▸ Tâche
Reprenez, s'il vous plaît, l'extrait sur la pétition visant les relations entre médecins et patients, et poursuivez-le à partir de sa dernière phrase.

▸ Extrait du texte

L’interdiction proposée s’appliquerait tant que dure la prise en charge, et quel que soit le lieu considéré. S’appuyant sur Freud, les pétitionnaires estiment que les mécanismes d’une relation entre un patient et son médecin doivent être proscrits parce qu’ils « s’apparentent à ceux de l’inceste ». C’est ce que confirme l’histoire de Marie (lire son interview ici), patiente à l’origine de la pétition avec le Dr Dominique Dupagne.

Vide juridique

Pour ce dernier, Marie n’est pas un cas isolé. « J’ai sur mon site atoute.org un forum dédié aux relations médecin-patient, raconte-t-il. En quinze ans, j’y ai vu s’accumuler des témoignages de femmes racontant des expériences de véritable emprise. » Modifier le code de déontologie aiderait d’après lui ces femmes dans leur combat judiciaire.

▸ Données d'entrée
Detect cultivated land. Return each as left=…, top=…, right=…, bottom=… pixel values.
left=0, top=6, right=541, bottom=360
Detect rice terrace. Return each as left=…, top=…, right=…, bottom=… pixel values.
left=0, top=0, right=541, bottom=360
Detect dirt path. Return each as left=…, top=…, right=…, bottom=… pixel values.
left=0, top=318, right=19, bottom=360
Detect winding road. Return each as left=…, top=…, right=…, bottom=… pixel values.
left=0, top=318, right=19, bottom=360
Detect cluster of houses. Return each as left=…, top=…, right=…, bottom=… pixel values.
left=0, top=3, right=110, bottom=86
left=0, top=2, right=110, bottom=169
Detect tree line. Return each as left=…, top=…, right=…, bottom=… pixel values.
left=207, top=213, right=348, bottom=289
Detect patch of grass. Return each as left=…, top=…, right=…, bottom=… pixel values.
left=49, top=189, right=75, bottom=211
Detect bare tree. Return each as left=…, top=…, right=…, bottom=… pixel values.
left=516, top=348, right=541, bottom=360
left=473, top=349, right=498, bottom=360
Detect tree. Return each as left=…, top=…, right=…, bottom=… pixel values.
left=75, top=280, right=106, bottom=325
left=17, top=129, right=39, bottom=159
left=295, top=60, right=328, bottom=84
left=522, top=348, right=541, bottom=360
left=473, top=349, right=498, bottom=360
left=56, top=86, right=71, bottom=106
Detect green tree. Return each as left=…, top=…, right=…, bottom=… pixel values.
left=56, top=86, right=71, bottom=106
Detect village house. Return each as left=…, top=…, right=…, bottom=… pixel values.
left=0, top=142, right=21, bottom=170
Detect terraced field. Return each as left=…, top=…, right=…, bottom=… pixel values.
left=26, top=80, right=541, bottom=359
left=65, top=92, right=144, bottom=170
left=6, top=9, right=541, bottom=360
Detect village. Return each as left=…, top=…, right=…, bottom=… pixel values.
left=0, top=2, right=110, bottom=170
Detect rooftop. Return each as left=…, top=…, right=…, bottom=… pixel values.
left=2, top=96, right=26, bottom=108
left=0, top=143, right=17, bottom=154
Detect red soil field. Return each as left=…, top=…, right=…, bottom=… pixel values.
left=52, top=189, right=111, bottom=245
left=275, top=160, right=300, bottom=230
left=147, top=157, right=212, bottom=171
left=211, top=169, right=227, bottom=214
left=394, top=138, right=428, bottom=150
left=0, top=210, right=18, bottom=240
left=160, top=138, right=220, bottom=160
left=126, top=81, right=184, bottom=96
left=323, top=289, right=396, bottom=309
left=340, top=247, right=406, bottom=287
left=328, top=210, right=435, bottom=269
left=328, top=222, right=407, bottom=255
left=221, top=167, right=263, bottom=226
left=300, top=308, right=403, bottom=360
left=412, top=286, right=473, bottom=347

▸ Résultat
La pétition dénonce en effet le « vide juridique » que constitue l’absence d’interdiction formelle des relations sexuelles entre médecin et patient. Vide sur lequel s’appuient les praticiens mis en cause, et qui expliquerait en partie pourquoi « les plaintes des victimes auprès de l’Ordre des médecins aboutissent trop souvent à des relaxes, à des sanctions symboliques, voire à la culpabilisation des patients. »

Des articles, on en a !

Sauf que du côté de du Conseil national de l’Ordre des médecins (Cnom), on a une toute autre analyse. En 2016, celui-ci a comptabilisé 35 décisions rendues dans les chambres disciplinaires de première instance pour des manquements au code de déontologie à « connotation sexuelle », dont 6 radiations et 1 interdiction d’exercer entre 1 et 3 ans.

Le Cnom estime donc que l’arsenal juridique sur le sujet est satisfaisant. « Des articles, on en a », déclare le Dr Gilles Munier, vice-président de l’institution. Et celui-ci de citer l’article 2 (respect de la personne et de sa dignité), l’article 3 (respect du principe de moralité), l’article 7 (attitude correcte et attentive envers la personne examinée), et même l’article 31 (interdiction de déconsidérer la profession).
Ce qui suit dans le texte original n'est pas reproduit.